**Estratto del documento**

--*--

Vale la pena iniziare dalla filiera lattiero casearia. Realtà che in provincia di Grosseto si regge sulle fatiche di 220.000 ovini (quasi uno per ogni abitante residente) che l’anno scorso hanno prodotto 19,8 milioni di litri di latte (58% della produzione Toscana), 13,9 dei quali (69% del totale regionale) sono stati lavorati a Pecorino toscano Dop. Formaggio prelibato che nel 2016 ha raggiunto una produzione di 2,5 milioni di chili (69% di quella regionale), per un fatturato di 14,7 milioni di euro (58%), 2,3 dei quali da export. E che ha alimentato un indotto economico con 2.000 addetti totali (67%), 9 caseifici produttori di Pecorino Dop (53%) e 498 allevamenti (57%) sotto il controllo dell’organismo di certificazione DQA Certificazioni. Insomma, un piccolo ma florido comparto produttivo, che dà lavoro, produce ricchezza, e per il quale viene spontaneo provare simpatia – tutti amiamo il Pecorino Dop – di fronte agli attacchi ferini alle greggi. Solidarizzando con pastori immortalati dai media come ostaggio del lupo cattivo. Che perde il pelo, ma non il vizio.
Oltre la cortina fumogena dei luoghi comuni, però, c’è dell’altro di cui prendere atto. Senza che ciò significhi vestire i panni del tifo per l’uno o l’altro lato della barricata.
In questo caso iniziamo dalla fine, per poi ripercorrere il ragionamento dall’inizio: la soluzione non è sparare ai lupi. Nemmeno a quel 5% del totale che pure la direttiva comunitaria Habitat, a certe condizioni, potrebbe consentire in deroga di uccidere. Non tanto perché abbattere lupi sarebbe un atto di barbarie – in tempi in cui si teorizza lo sparo nella schiena ai ladri, poi – ma più semplicemente perché sarebbe del tutto inutile.

--*--

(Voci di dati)
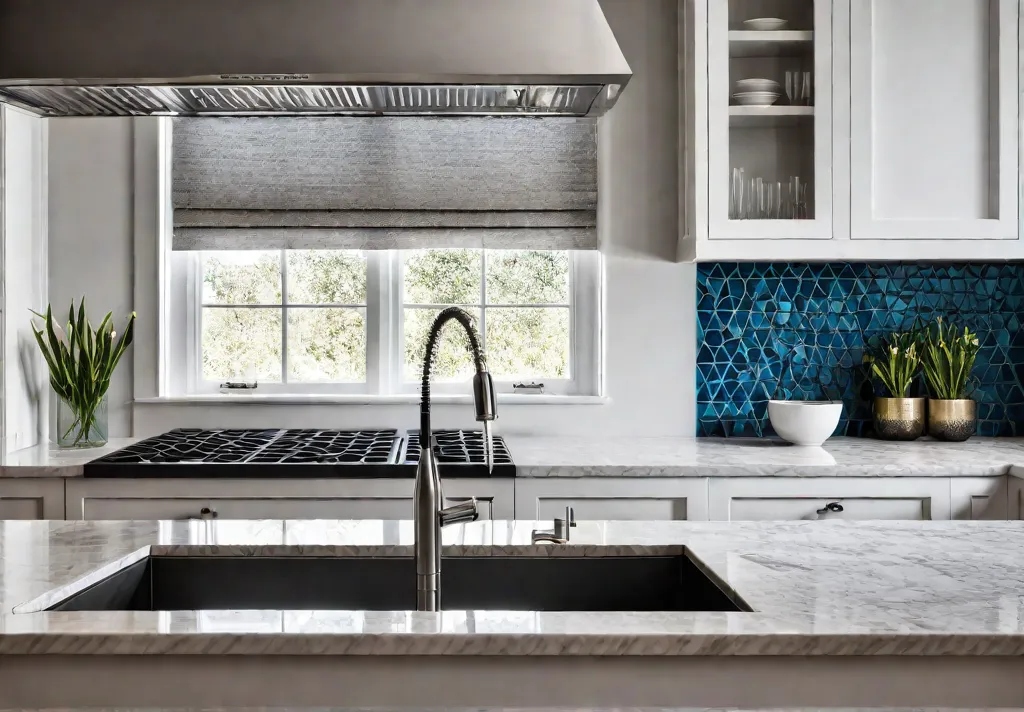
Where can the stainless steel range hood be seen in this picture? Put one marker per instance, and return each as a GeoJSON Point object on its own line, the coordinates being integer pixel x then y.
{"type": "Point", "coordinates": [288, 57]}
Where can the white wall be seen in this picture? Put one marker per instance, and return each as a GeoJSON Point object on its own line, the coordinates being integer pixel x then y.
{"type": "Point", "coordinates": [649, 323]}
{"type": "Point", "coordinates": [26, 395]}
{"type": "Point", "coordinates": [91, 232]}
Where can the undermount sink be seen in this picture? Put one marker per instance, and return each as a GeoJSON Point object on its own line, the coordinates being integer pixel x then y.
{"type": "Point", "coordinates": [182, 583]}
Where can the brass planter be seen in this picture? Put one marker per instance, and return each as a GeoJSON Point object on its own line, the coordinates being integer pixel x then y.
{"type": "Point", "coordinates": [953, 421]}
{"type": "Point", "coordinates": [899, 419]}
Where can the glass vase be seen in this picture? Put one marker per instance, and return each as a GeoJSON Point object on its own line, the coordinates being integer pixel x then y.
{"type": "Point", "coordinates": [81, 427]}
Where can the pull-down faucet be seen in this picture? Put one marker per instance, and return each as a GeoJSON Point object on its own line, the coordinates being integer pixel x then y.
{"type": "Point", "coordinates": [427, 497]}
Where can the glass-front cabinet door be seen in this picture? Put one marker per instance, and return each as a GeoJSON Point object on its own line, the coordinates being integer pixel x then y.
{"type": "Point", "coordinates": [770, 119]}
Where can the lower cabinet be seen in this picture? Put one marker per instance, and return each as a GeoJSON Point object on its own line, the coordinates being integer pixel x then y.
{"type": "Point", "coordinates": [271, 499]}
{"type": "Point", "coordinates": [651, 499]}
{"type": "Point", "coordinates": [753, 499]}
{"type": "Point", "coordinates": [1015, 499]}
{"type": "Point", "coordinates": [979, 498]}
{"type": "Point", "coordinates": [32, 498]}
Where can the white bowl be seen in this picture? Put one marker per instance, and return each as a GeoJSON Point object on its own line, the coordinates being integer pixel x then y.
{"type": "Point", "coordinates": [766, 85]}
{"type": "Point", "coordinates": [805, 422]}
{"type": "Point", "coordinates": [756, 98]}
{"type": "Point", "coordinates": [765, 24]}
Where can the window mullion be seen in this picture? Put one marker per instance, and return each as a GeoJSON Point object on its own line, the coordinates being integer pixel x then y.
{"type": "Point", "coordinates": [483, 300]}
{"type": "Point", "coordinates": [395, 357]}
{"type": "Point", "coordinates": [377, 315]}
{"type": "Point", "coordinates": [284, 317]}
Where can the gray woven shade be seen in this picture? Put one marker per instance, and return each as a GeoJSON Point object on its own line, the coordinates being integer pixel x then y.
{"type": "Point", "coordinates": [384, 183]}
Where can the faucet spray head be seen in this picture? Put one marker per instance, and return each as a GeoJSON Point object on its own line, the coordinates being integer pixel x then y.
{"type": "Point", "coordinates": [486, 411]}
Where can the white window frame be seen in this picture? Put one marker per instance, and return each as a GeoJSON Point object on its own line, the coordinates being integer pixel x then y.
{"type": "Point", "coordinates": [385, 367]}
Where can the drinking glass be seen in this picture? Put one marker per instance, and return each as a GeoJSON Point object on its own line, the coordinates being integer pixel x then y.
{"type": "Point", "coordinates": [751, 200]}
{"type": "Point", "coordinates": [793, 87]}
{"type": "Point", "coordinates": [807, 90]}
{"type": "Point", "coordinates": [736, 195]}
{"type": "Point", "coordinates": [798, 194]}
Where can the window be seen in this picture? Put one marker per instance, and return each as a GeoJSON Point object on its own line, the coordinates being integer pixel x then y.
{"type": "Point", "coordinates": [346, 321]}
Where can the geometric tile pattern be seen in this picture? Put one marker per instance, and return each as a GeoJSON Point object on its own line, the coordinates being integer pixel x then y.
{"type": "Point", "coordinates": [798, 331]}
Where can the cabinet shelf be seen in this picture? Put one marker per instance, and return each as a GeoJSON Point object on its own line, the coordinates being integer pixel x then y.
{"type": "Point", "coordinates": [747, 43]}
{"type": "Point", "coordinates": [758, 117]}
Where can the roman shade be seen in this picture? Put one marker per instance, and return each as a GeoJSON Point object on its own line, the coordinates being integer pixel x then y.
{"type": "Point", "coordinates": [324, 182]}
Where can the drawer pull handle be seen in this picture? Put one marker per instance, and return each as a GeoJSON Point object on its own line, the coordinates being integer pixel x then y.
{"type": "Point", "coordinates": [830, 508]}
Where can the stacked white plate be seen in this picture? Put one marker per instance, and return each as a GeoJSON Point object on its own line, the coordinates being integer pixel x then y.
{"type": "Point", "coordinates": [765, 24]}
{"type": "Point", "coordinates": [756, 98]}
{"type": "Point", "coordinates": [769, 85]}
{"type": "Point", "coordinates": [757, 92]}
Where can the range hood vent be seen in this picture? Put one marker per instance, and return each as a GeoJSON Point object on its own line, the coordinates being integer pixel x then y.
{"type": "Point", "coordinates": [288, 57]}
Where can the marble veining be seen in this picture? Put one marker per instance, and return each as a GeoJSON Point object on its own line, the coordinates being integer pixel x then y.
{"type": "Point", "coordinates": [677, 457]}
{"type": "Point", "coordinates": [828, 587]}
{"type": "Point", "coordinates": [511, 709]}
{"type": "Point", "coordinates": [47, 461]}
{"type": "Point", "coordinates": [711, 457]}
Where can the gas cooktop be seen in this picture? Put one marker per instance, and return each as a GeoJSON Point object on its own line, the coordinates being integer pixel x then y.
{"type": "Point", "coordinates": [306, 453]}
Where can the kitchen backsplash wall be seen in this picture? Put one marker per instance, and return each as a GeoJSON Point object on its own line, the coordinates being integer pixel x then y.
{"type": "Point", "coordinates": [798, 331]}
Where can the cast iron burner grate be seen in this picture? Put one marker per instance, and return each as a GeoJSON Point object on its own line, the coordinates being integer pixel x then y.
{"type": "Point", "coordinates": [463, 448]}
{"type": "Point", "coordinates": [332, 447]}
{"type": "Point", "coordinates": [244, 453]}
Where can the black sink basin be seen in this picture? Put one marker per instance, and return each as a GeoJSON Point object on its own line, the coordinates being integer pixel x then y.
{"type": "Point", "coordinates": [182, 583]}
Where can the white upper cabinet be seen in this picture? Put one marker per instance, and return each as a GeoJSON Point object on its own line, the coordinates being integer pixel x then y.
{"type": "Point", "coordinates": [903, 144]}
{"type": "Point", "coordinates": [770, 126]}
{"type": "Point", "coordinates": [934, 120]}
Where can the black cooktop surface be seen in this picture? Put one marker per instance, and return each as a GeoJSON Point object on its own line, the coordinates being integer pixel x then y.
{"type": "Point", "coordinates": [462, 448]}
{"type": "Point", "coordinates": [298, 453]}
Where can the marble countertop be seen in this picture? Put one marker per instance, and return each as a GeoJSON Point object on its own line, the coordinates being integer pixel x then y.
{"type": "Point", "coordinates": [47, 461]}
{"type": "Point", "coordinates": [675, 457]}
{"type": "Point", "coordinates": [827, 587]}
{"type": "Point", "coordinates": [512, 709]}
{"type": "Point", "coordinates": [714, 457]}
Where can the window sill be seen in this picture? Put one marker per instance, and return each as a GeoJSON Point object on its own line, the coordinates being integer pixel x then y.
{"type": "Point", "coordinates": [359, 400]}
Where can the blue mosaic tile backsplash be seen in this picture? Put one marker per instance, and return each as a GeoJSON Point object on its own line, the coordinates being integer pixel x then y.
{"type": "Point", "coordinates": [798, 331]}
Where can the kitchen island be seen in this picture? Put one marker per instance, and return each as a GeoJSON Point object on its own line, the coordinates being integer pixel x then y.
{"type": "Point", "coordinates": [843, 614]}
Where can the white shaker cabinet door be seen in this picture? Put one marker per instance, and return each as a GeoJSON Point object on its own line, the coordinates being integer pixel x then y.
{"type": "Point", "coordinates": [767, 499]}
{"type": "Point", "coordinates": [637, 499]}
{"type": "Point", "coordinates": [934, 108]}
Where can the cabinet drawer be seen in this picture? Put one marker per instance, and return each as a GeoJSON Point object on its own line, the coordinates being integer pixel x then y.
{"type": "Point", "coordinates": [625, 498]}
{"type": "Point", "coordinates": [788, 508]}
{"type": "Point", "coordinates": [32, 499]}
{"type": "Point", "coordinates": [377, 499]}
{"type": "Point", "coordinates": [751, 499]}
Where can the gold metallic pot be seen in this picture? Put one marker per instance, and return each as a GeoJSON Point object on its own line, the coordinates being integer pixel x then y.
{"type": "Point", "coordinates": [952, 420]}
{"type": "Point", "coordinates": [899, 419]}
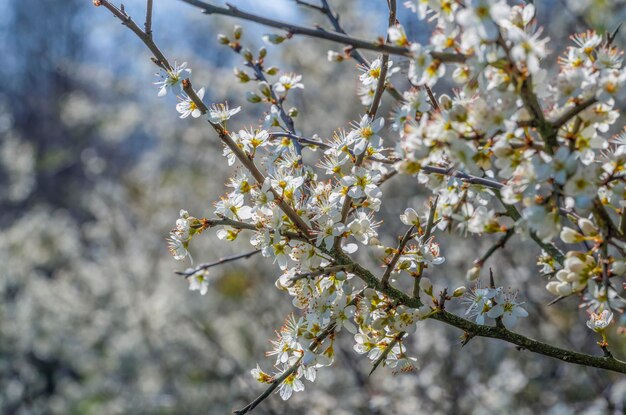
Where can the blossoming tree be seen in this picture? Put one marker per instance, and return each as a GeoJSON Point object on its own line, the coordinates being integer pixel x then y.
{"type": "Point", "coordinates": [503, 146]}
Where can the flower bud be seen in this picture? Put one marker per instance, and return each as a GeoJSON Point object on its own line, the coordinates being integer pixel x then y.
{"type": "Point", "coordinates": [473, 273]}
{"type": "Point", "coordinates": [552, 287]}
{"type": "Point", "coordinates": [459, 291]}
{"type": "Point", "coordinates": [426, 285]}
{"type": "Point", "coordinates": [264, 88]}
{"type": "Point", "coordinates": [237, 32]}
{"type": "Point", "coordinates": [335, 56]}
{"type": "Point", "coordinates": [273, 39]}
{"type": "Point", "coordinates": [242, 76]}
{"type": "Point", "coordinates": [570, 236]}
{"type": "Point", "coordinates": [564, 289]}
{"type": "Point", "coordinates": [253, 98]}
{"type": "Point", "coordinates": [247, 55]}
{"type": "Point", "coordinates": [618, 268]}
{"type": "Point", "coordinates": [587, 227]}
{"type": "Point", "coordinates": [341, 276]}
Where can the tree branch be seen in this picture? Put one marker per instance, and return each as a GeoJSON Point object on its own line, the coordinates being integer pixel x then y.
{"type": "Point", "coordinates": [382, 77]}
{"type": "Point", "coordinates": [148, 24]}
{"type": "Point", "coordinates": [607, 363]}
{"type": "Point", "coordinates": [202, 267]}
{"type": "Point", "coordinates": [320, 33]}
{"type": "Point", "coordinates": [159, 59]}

--*--

**Esercizio proposto**
Ricopi dal testo sulla pastorizia ovina e i lupi nella provincia di Grosseto tutto il passo che va da "In questo caso" fino a "del tutto inutile.".

**Soluzione scritta**
In questo caso iniziamo dalla fine, per poi ripercorrere il ragionamento dall’inizio: la soluzione non è sparare ai lupi. Nemmeno a quel 5% del totale che pure la direttiva comunitaria Habitat, a certe condizioni, potrebbe consentire in deroga di uccidere. Non tanto perché abbattere lupi sarebbe un atto di barbarie – in tempi in cui si teorizza lo sparo nella schiena ai ladri, poi – ma più semplicemente perché sarebbe del tutto inutile.